Actividad: ¿Puedes reproducir íntegro y sin ningún cambio el fragmento del documento sobre la admisión de personas mayores en las UCI?

Leo con espanto un artículo de
Bolsamanía del 28 de marzo en que “Holanda dice que Italia y España admiten a
personas demasiado viejas en las UCIs”. Según el artículo, esa afirmación
procede de Fruts Rosendaal, jefe de epidemiología clínica del Centro Médico de
la Universidad de Leyden.
Creí que los médicos, mediante
el juramento hipocrático, eran los encargados de defender la salud y la vida.
Me quedo de piedra. Alguien puede pensarlo pero, desde luego, jamás
manifestarlo para mayor gloria del autor, como si con ello estuviera ofreciendo
una solución obvia para unos ignorantes como esos católicos (o papistas, como
gustan de denominarles despectivamente) del sur que sólo son capaces de
acumular deuda por su imprevisión y su gusto por la vagancia.

Material proporcionado:
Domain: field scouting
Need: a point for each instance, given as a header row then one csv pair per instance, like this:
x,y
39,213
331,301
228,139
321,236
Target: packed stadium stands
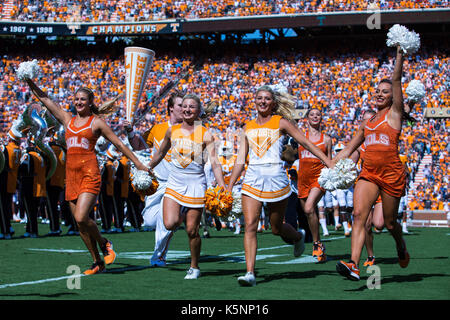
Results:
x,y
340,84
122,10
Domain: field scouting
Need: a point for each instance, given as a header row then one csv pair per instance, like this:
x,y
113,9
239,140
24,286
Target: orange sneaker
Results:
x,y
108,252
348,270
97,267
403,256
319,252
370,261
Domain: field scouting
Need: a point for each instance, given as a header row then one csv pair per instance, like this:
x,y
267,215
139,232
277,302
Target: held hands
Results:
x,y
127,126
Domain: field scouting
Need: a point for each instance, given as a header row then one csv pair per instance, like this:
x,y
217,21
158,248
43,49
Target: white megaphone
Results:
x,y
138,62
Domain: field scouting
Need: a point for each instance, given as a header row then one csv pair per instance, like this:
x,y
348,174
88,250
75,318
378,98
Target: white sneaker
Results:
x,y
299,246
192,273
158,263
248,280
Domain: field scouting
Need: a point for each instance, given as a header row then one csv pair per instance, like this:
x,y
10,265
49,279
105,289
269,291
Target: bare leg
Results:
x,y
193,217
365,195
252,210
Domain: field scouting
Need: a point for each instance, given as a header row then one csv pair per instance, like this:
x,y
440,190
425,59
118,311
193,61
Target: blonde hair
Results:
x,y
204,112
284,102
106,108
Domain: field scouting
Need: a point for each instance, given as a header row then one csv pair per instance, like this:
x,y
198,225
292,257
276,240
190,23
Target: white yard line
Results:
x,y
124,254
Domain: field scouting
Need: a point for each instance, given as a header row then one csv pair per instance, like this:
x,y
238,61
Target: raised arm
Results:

Resultado:
Leo con espanto un artículo de
Bolsamanía del 28 de marzo en que “Holanda dice que Italia y España admiten a
personas demasiado viejas en las UCIs”. Según el artículo, esa afirmación
procede de Fruts Rosendaal, jefe de epidemiología clínica del Centro Médico de
la Universidad de Leyden.
Creí que los médicos, mediante
el juramento hipocrático, eran los encargados de defender la salud y la vida.
Me quedo de piedra. Alguien puede pensarlo pero, desde luego, jamás
manifestarlo para mayor gloria del autor, como si con ello estuviera ofreciendo
una solución obvia para unos ignorantes como esos católicos (o papistas, como
gustan de denominarles despectivamente) del sur que sólo son capaces de
acumular deuda por su imprevisión y su gusto por la vagancia.